◆ Source document:
----------------

Families of Polar Curves

# Families of Polar Curves

We will now look at the following families of polar curves:

- $r = a \sin \theta$.

- $r = a \cos \theta$.

## Families of r = asinθ

We have already examined the polar curve $r = \sin \theta$, but now let's examine the curves $r = a \sin \theta$ where $r > 0$, and $a \in \mathbb{R}$

$r = \sin \theta$ | $r = 2\sin \theta$ | $r = 4\sin \theta$ |
---|---|---|

Radius of $r = \sin \theta$ | Radius of $r = 2\sin \theta$ | Radius of $r = 4\sin \theta$ |

$0.5$ | $1$ | $2$ |

Center of $r = \sin \theta$ | Center of $r = 2\sin \theta$ | Center of $r = 4\sin \theta$ |

$(0, 0.5)$ | $(0, 1)$ | $(0,2)$ |

As a increases, the size of the circle also increases. Now let's look at the same family of curves with $a < 0$.

----------------

◆ Data section:
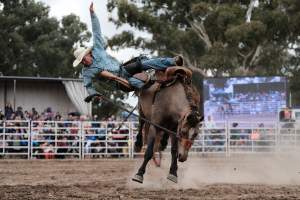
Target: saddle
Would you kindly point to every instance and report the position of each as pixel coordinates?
(162, 77)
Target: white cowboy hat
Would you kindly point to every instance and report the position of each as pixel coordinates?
(79, 53)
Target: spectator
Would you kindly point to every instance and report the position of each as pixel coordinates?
(1, 115)
(57, 117)
(8, 111)
(19, 112)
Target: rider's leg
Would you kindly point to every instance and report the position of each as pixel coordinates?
(136, 83)
(161, 63)
(158, 63)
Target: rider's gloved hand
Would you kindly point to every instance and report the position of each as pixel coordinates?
(94, 97)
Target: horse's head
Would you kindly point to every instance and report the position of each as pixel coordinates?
(187, 131)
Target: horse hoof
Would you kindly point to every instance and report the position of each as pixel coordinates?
(138, 178)
(172, 178)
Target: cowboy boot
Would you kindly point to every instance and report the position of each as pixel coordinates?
(178, 60)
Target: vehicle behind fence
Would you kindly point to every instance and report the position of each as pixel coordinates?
(90, 139)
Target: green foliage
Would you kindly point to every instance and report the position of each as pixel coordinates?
(214, 36)
(34, 44)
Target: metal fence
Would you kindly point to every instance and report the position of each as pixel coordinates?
(88, 139)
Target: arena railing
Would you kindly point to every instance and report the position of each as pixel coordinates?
(106, 139)
(15, 139)
(88, 139)
(56, 139)
(252, 137)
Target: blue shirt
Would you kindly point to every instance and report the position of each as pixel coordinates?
(101, 59)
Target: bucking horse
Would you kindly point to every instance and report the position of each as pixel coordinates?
(173, 103)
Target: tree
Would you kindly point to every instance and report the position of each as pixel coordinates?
(232, 37)
(34, 44)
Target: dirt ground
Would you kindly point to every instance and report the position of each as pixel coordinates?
(199, 178)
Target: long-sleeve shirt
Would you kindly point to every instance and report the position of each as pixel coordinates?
(101, 59)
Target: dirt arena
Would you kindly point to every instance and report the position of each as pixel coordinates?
(199, 178)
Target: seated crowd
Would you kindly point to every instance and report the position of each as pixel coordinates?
(52, 135)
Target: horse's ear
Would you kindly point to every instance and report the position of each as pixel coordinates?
(194, 118)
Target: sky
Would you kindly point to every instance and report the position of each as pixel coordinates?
(60, 8)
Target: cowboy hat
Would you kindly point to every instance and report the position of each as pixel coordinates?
(79, 53)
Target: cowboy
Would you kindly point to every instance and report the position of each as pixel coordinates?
(97, 61)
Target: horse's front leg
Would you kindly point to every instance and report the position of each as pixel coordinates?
(148, 155)
(174, 152)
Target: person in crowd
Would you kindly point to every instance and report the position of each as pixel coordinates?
(8, 111)
(58, 116)
(1, 115)
(97, 62)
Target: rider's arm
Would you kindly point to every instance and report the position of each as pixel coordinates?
(111, 76)
(98, 39)
(87, 81)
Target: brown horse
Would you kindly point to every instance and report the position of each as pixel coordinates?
(175, 107)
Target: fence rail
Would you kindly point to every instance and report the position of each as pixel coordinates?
(90, 139)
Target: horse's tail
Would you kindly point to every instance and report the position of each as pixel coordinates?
(139, 138)
(164, 141)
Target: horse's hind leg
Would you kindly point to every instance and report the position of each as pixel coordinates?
(174, 152)
(148, 155)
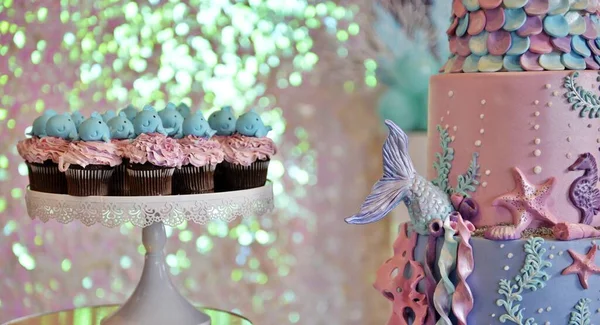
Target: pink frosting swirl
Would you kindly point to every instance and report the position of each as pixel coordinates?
(122, 146)
(156, 149)
(245, 150)
(38, 150)
(85, 153)
(200, 152)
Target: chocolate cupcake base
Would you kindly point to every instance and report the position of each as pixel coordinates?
(149, 180)
(92, 180)
(194, 180)
(46, 177)
(234, 177)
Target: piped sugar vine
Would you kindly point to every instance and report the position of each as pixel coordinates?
(532, 277)
(581, 315)
(467, 182)
(582, 100)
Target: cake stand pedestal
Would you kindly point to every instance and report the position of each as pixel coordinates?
(155, 299)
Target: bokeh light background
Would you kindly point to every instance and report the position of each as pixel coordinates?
(306, 65)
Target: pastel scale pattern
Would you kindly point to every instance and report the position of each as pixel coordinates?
(521, 35)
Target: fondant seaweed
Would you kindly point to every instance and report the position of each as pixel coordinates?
(583, 100)
(467, 182)
(443, 162)
(581, 315)
(532, 277)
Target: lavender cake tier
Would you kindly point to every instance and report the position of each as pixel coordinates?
(537, 130)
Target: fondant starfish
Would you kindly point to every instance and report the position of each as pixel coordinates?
(526, 202)
(583, 265)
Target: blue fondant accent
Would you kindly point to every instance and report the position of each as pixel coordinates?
(184, 110)
(172, 121)
(94, 129)
(77, 118)
(148, 121)
(121, 127)
(61, 126)
(39, 124)
(130, 111)
(554, 303)
(106, 116)
(196, 125)
(250, 124)
(223, 121)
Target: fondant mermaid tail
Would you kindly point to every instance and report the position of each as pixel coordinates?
(394, 186)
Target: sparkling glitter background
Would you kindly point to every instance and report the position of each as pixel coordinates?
(305, 64)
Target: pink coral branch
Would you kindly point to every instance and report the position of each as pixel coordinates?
(462, 300)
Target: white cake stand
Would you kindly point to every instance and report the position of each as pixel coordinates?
(155, 299)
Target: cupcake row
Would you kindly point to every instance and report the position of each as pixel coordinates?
(147, 152)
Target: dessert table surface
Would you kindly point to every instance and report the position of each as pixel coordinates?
(94, 316)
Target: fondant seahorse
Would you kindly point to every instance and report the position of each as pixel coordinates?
(401, 183)
(583, 193)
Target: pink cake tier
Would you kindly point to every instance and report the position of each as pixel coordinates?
(517, 120)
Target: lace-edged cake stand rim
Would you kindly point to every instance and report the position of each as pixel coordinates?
(142, 211)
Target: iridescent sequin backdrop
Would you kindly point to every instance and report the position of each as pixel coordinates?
(306, 65)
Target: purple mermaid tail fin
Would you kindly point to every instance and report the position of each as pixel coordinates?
(394, 186)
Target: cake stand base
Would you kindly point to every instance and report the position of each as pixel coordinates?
(155, 300)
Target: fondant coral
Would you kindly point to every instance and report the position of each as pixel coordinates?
(398, 278)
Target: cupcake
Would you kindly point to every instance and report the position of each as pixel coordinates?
(200, 157)
(88, 163)
(223, 122)
(121, 134)
(42, 153)
(247, 154)
(153, 156)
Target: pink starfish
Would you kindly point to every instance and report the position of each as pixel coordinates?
(526, 202)
(583, 265)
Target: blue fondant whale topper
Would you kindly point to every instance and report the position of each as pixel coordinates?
(223, 121)
(94, 129)
(108, 115)
(184, 110)
(172, 121)
(62, 126)
(196, 125)
(148, 121)
(397, 185)
(77, 118)
(130, 111)
(38, 128)
(120, 127)
(250, 124)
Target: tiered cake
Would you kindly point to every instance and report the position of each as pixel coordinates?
(503, 227)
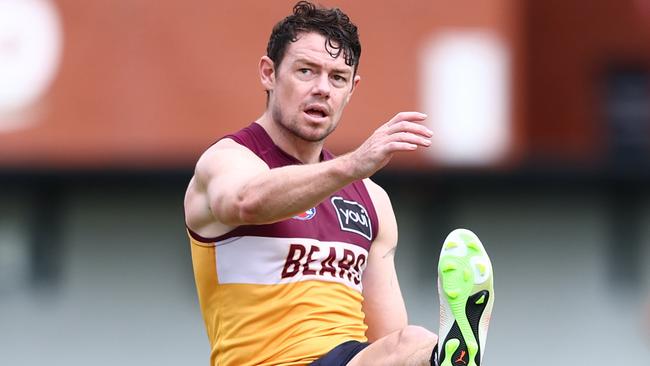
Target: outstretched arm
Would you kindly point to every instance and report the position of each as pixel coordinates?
(233, 187)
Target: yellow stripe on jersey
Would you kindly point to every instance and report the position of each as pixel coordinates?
(287, 323)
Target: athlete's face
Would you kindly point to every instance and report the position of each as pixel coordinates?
(310, 88)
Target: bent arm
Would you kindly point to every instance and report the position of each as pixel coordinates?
(233, 187)
(383, 303)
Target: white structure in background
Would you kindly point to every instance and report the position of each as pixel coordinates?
(30, 51)
(465, 90)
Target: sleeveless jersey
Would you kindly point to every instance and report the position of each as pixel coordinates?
(285, 293)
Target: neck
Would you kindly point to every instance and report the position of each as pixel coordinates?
(306, 151)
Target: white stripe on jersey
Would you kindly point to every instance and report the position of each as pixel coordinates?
(272, 261)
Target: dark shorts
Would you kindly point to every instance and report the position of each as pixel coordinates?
(341, 354)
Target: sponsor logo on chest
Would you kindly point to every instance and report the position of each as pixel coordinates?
(353, 217)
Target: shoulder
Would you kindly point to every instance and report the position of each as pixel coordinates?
(387, 228)
(379, 196)
(224, 152)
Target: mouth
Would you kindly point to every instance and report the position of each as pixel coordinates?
(316, 111)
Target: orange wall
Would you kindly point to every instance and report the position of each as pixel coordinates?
(152, 84)
(570, 46)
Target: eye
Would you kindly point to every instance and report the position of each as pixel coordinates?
(339, 81)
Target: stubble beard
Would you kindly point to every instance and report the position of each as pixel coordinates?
(293, 127)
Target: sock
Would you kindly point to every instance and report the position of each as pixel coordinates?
(434, 356)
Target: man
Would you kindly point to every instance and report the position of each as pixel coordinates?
(292, 247)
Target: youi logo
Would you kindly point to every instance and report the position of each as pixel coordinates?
(307, 215)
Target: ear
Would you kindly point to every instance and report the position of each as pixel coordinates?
(355, 83)
(267, 73)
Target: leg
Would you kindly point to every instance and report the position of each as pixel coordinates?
(411, 346)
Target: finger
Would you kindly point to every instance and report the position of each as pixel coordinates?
(410, 138)
(396, 146)
(407, 116)
(411, 127)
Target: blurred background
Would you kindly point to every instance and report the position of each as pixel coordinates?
(542, 117)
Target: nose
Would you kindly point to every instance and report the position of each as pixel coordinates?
(322, 85)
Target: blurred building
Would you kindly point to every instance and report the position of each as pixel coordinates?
(542, 117)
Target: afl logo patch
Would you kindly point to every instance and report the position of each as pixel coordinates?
(353, 217)
(307, 215)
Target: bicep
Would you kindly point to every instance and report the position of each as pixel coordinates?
(224, 172)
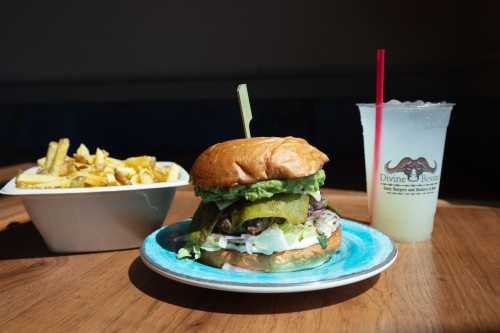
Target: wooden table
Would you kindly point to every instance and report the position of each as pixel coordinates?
(451, 284)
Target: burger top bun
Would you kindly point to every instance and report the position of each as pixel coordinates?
(247, 161)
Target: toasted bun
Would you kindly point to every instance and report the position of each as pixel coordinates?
(286, 261)
(247, 161)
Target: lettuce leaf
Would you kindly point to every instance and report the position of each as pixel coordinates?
(262, 189)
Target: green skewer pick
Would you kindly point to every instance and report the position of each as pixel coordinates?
(246, 111)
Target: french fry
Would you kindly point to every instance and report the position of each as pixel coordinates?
(41, 162)
(62, 150)
(82, 155)
(145, 176)
(160, 174)
(57, 169)
(51, 153)
(94, 180)
(146, 162)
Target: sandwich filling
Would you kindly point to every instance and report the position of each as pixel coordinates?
(265, 217)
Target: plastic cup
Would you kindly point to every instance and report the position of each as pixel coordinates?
(411, 156)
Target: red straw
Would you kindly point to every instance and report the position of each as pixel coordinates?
(378, 126)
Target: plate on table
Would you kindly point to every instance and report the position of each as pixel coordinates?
(363, 253)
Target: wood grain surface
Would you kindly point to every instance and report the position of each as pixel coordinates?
(448, 284)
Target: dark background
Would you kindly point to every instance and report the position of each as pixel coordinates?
(159, 77)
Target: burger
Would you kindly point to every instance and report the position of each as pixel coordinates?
(261, 207)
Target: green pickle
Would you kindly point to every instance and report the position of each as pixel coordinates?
(291, 207)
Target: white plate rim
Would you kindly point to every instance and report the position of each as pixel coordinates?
(11, 189)
(276, 288)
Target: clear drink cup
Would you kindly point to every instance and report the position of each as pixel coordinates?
(411, 156)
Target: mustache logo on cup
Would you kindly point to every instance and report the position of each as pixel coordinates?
(412, 168)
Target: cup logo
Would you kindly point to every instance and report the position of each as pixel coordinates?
(413, 169)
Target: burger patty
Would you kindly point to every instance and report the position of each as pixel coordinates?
(258, 225)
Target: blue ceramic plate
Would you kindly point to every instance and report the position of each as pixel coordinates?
(363, 253)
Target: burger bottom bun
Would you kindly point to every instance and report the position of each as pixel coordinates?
(286, 261)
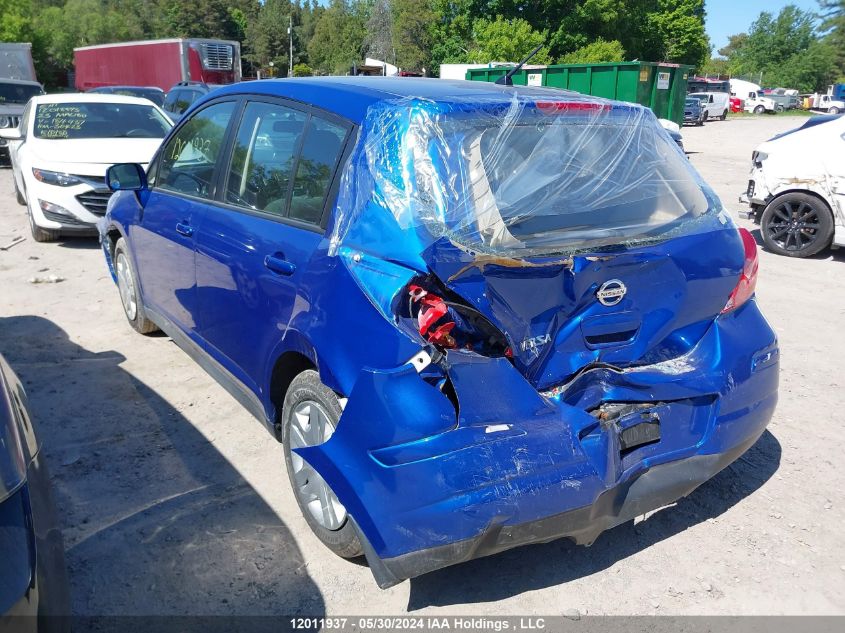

----------------

◆ Problem 1: According to the page on polar curves, what happens to the circle as a increases?
◆ Problem 2: Reproduce verbatim the passage of the page on polar curves starting with "Radius of $r = \sin" and going on through "with $a < 0$.".
The records have no connection to the text on polar curves.

◆ Output 1: The size of the circle also increases.

◆ Output 2:
Radius of $r = \sin \theta$ | Radius of $r = 2\sin \theta$ | Radius of $r = 4\sin \theta$ |

$0.5$ | $1$ | $2$ |

Center of $r = \sin \theta$ | Center of $r = 2\sin \theta$ | Center of $r = 4\sin \theta$ |

$(0, 0.5)$ | $(0, 1)$ | $(0,2)$ |

As a increases, the size of the circle also increases. Now let's look at the same family of curves with $a < 0$.